Problem requirements:
Answer these questions from the biography of Ronald Paul Herzog:
1. In which city was he born?
2. On what date was he ordained to the priesthood?
3. What rank did he hold as chaplain of the National Guard?

Supplied passage:
....
Ronald Paul Herzog (April 22, 1942 – April 12, 2019) was an American prelate of the Roman Catholic Church, who served as Bishop of Alexandria in central Louisiana from 2005 to 2017.

Biography
He was born in Akron, Ohio. A child of a marriage of mixed faiths, his parents were a Lutheran and a Catholic. He studied at St. Joseph Seminary in Covington, Louisiana, and at the Pontifical College Josephinum in Worthington, Ohio. He was ordained to the priesthood on June 1, 1968.

He did pastoral work in the Diocese of Natchez-Jackson, Mississippi, but was later incardinated into the Diocese of Biloxi on March 1, 1977 and served as pastor of Our Lady of Perpetual Help in Lumberton, Mississippi, and the Saint Joseph Church and Mission in Poplarville, Mississippi. Herzog was director of the diocesan Office of Liturgy from 1980 to 1985. He was later raised to the rank of monsignor, and became pastor of Immaculate Conception Church in Laurel in 1988. He also served as chaplain of the National Guard, holding the rank of brigadier general.
....
Source data:

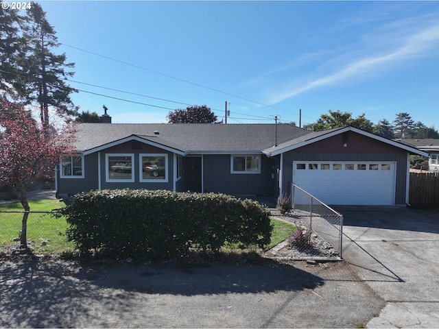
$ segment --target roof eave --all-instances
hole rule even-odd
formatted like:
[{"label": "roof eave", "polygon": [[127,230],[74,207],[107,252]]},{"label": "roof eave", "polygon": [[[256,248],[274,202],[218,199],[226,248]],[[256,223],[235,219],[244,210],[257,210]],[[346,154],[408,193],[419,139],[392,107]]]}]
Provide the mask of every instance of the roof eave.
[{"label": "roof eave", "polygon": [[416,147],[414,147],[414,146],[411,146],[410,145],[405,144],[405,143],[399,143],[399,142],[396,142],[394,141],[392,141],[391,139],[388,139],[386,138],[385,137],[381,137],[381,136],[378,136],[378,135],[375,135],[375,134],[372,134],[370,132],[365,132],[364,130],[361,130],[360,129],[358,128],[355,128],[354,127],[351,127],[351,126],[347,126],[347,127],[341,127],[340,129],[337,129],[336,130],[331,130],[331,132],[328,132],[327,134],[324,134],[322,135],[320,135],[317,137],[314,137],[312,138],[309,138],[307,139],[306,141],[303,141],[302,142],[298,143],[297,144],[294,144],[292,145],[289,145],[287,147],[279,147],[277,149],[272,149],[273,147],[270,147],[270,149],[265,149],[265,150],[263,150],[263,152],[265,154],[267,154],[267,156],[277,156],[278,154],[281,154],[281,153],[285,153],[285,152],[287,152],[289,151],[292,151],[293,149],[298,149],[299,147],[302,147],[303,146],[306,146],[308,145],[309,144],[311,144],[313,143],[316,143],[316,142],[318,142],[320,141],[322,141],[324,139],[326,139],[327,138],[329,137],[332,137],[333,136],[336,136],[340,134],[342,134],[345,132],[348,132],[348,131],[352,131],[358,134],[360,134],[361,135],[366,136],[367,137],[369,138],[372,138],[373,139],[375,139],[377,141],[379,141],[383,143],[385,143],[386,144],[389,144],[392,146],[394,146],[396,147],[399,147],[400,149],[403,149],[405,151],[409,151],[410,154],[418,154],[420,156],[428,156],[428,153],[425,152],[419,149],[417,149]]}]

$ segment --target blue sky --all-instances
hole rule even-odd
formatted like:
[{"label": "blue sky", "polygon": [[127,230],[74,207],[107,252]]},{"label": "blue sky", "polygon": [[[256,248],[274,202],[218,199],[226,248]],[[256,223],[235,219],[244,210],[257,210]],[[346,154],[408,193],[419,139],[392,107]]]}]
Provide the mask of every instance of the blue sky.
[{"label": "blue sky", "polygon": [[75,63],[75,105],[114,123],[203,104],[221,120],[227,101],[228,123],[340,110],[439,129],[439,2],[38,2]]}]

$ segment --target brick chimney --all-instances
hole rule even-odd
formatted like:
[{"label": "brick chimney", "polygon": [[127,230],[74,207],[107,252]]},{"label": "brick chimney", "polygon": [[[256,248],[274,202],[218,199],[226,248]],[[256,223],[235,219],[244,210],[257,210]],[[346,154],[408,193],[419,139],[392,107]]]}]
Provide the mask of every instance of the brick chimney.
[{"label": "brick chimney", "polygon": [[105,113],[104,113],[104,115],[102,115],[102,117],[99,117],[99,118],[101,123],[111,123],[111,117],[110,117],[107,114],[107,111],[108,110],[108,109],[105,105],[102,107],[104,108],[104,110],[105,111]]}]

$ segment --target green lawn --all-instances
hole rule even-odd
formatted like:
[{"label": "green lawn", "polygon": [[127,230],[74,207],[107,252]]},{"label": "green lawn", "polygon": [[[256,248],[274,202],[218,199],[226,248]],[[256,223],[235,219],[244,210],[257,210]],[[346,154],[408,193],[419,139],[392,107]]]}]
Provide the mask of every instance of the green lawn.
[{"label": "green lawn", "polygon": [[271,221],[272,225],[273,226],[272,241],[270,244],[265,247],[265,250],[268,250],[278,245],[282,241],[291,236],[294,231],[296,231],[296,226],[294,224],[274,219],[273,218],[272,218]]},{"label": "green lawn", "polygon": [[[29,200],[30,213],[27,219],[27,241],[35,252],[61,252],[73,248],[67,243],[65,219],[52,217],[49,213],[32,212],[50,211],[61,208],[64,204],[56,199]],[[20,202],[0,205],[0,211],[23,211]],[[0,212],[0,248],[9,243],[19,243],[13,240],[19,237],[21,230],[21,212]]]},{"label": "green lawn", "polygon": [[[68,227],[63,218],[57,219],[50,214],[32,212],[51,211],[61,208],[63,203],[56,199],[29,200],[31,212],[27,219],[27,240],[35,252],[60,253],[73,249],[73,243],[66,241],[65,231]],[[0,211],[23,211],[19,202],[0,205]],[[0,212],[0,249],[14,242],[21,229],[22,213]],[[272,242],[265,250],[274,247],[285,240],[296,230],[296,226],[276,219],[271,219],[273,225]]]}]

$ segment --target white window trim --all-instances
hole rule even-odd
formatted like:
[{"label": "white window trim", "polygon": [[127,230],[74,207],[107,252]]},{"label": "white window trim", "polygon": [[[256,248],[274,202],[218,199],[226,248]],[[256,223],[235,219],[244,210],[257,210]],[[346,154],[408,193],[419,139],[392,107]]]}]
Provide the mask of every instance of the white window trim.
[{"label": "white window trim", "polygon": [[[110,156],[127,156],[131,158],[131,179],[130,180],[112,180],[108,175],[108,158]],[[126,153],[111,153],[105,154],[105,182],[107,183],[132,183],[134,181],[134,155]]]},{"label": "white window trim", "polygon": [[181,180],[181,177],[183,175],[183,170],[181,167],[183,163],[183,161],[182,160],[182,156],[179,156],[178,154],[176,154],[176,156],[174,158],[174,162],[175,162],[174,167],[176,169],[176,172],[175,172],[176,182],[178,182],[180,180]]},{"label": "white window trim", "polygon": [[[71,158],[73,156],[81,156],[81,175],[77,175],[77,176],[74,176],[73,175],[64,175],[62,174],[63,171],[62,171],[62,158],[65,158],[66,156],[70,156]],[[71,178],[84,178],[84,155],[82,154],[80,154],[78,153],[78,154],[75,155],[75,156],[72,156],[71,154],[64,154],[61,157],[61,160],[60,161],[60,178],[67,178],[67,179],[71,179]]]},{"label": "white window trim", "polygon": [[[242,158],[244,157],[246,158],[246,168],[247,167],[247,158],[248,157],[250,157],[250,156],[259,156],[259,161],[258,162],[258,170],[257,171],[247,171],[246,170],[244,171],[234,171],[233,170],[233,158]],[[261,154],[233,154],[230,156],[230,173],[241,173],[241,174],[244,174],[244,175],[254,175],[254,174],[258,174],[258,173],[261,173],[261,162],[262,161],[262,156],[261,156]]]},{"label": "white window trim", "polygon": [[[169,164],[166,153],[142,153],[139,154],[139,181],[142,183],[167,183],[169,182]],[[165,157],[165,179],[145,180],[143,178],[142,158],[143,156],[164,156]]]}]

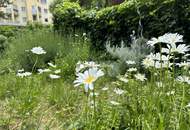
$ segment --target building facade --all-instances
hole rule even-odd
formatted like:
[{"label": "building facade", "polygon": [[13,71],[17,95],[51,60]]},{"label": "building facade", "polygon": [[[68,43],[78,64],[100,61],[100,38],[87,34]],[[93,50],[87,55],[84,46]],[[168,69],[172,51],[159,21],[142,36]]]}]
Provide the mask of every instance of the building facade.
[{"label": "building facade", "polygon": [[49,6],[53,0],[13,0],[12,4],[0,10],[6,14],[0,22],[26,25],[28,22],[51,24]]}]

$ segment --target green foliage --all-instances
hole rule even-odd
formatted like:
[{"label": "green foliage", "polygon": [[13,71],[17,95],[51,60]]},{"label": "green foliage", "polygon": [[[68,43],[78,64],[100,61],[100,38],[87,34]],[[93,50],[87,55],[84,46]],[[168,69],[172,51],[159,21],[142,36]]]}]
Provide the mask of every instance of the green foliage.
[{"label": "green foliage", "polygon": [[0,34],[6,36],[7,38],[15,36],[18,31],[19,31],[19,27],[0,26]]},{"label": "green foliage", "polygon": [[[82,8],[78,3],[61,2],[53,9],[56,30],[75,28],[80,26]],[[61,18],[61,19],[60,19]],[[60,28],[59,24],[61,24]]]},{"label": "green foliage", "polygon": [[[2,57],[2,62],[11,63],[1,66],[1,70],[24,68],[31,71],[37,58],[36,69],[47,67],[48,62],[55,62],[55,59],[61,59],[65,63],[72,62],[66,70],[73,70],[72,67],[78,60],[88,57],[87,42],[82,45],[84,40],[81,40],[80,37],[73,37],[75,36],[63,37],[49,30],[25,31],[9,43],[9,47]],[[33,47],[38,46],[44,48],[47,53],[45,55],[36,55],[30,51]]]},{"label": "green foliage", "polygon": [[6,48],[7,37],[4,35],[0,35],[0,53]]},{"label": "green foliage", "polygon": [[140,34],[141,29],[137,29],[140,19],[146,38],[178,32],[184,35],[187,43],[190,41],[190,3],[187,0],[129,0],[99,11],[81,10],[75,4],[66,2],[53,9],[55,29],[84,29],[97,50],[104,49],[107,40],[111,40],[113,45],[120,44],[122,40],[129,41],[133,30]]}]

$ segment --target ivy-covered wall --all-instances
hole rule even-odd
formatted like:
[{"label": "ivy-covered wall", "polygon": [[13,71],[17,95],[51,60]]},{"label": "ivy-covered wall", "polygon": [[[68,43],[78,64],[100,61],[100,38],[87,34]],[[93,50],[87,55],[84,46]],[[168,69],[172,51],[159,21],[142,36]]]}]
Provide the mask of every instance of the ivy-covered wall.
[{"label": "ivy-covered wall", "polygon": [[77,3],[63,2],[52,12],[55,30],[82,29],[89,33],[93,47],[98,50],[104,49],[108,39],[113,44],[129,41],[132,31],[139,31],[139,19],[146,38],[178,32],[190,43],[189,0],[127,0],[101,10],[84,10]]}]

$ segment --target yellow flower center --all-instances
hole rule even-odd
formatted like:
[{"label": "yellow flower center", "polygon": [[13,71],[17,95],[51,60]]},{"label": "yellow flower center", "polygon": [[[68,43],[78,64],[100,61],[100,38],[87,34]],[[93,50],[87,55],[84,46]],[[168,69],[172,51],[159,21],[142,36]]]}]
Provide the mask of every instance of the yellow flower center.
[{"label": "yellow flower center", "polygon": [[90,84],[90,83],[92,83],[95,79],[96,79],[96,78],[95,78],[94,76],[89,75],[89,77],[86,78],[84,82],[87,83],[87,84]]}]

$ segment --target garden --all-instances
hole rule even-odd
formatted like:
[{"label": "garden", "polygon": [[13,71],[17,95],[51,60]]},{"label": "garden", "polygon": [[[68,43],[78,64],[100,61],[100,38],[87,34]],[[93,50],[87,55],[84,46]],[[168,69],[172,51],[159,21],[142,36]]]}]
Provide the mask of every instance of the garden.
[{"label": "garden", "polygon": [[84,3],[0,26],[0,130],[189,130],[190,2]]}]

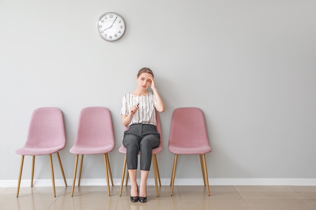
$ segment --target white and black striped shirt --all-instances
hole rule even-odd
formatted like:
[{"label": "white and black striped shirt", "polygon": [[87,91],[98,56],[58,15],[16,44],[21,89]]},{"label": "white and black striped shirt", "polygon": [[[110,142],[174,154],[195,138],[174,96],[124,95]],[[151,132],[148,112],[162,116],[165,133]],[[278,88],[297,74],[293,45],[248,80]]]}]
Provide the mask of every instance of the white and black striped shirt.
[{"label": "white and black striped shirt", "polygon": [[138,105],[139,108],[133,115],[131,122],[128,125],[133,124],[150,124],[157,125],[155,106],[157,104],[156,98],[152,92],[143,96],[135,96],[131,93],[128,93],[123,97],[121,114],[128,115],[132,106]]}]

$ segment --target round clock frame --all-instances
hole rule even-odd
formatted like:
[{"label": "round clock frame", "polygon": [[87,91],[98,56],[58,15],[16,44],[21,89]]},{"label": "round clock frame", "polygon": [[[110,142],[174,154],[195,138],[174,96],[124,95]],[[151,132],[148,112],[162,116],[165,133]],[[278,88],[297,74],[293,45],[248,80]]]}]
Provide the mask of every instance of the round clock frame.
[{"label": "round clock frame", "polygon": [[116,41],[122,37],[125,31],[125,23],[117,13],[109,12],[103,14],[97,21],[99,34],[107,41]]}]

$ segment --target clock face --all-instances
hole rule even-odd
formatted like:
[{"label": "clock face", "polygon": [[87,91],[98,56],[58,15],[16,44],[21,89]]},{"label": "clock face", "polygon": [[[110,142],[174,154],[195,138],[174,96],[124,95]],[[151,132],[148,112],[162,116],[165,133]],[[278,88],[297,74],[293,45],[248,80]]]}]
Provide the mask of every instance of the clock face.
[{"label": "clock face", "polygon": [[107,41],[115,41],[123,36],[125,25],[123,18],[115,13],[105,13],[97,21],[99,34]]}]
....
Result of the task:
1. Akron, Ohio
2. June 1, 1968
3. Brigadier general